Zitierter Text:
Rhenania, 1893-1991 (Bestand)

Archive plan context


Title:Rhenania
Geschichte der Institution mit Archivbeständen:Um die Jahrhundertwende betrieb die holländische Familie van't Hoff in Rotterdam unter dem Namen "Gebr. van Uden" ein bedeutendes Schiffahrts- und Speditionsunternehmen, das durch Zusammenarbeit mit der Schleppreederei Johann Küppers in Homberg das Gebiet des Niederrheins, durch Kooperation mit der Schiffahrts- und Speditionsfirma S. Rosenberg in Mannheim auch die Region des Oberrheins weitgehend abdeckte. Nach dem Tod des Firmeninhabers Samuel Rosenberg übernahm dessen Neffe Hermann Hecht 1902 die 1885 gegründete Firma in der Mannheimer Akademiestraße. Im gleichen Jahr gründete Hermann Hechts Bruder, Jacob Hecht, in Antwerpen eine Filiale des Rotterdamer Unternehmens "Gebr. van Uden" und konzentrierte sich dort vor allem auf die Bereiche Seeverfrachtungen und internationale Seehafenspedition. 1914 entstand daraus die Firma "Gebr. van Uden & Co., Antwerpen", mit Jacob Hecht als Mitinhaber.

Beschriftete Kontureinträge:
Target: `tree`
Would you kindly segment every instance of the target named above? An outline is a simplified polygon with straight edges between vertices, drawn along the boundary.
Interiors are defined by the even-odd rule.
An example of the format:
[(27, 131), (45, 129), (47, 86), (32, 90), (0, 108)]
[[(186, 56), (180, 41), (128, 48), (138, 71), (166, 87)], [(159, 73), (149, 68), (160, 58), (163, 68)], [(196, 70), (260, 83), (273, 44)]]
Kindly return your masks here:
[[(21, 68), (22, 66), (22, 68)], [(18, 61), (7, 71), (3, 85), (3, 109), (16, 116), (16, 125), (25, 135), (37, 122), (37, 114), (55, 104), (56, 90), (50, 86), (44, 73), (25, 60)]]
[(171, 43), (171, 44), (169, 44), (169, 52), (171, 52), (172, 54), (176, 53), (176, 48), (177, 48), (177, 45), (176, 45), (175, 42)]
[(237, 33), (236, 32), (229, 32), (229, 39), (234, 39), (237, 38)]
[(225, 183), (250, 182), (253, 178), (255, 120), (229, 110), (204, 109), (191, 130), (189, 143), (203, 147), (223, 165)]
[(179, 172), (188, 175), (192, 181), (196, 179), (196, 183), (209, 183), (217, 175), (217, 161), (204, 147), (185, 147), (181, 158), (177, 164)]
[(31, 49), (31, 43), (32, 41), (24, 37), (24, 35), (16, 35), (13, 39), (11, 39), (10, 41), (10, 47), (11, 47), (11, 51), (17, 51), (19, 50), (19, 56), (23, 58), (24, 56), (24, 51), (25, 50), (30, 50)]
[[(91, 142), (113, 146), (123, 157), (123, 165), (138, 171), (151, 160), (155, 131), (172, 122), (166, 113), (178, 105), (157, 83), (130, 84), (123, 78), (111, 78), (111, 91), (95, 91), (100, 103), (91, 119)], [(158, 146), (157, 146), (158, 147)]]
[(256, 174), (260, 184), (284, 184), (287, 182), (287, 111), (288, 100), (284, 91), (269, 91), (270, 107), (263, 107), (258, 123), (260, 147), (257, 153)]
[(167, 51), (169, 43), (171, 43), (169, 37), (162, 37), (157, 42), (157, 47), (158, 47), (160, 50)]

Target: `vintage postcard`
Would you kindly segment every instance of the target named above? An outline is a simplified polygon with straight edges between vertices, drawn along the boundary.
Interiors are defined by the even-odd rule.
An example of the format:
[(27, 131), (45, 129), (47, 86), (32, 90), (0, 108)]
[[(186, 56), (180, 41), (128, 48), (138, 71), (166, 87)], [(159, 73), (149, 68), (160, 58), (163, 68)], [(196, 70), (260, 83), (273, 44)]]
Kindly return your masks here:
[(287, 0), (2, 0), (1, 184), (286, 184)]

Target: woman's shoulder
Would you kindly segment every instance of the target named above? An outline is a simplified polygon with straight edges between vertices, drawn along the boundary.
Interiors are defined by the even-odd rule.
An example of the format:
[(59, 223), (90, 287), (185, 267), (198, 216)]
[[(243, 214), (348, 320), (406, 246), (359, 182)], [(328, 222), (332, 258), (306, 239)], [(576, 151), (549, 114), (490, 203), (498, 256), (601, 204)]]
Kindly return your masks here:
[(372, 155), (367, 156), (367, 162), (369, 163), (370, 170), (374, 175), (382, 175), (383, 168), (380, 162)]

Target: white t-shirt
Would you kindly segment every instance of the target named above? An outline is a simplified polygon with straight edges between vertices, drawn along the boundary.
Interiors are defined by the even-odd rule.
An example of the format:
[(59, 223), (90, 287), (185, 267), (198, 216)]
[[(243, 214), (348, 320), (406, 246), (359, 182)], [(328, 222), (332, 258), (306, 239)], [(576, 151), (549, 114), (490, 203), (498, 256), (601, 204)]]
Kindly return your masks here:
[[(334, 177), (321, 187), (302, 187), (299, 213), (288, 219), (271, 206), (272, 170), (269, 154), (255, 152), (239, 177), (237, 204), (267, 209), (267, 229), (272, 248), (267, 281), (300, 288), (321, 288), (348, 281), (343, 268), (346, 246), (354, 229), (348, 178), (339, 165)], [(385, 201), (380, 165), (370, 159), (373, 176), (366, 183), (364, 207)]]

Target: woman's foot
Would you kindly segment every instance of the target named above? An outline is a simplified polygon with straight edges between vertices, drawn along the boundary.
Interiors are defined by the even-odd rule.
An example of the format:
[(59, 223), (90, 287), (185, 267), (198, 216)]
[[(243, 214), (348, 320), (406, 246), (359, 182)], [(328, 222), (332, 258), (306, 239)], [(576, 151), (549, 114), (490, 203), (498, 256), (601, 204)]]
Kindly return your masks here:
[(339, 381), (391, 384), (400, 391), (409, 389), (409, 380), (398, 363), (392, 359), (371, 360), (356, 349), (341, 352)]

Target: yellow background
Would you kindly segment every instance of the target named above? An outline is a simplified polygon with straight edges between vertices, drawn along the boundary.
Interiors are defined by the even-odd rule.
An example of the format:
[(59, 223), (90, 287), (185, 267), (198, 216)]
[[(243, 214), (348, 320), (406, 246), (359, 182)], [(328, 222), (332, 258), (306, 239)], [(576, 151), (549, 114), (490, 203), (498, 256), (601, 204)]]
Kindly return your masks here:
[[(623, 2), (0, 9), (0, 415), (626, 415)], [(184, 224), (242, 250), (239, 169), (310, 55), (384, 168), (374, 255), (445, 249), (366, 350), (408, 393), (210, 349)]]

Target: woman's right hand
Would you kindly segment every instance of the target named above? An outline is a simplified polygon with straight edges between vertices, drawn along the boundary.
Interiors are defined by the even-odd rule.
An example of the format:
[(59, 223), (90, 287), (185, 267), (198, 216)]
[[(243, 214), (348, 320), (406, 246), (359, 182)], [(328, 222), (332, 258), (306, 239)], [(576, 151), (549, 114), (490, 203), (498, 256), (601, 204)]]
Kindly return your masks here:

Aufgabenstellung: In welchem Jahr übernahm Hermann Hecht laut dem zitierten Text die Firma in der Mannheimer Akademiestraße? Bitte stütze dich allein auf den zitierten Text.

Schriftliche Antwort: Im Jahr 1902.